>>>>

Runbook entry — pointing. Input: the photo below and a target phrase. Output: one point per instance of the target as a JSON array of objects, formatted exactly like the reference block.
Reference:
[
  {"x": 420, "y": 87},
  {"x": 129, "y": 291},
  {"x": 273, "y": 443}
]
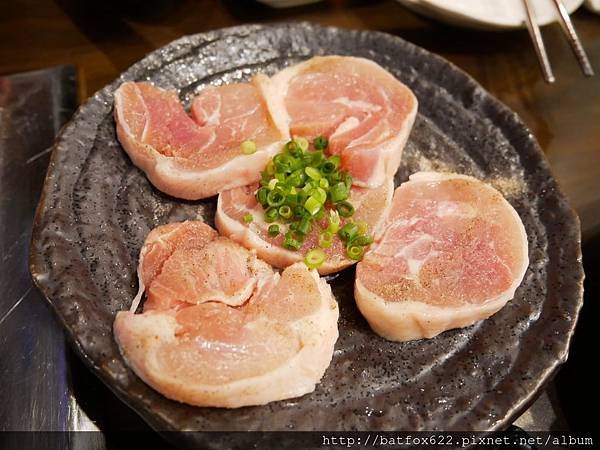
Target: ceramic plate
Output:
[{"x": 97, "y": 208}]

<<<<

__PROBLEM__
Can you rescale the data above by writing out every line again, requests included, with each coordinate in the answers multiplied by 0.4 and rounded to a whole number (halves up)? Keep the numbers in the requests and their format samples unchanged, and leave the pictures out.

__TASK ANSWER__
Runbook entry — pointing. Input: the photo below and a target phrase. Output: one point per instance of the target as a JSON array of objects, formatted exactly like the reference block.
Reference:
[
  {"x": 420, "y": 87},
  {"x": 129, "y": 291},
  {"x": 273, "y": 443}
]
Target: ceramic plate
Output:
[{"x": 39, "y": 83}]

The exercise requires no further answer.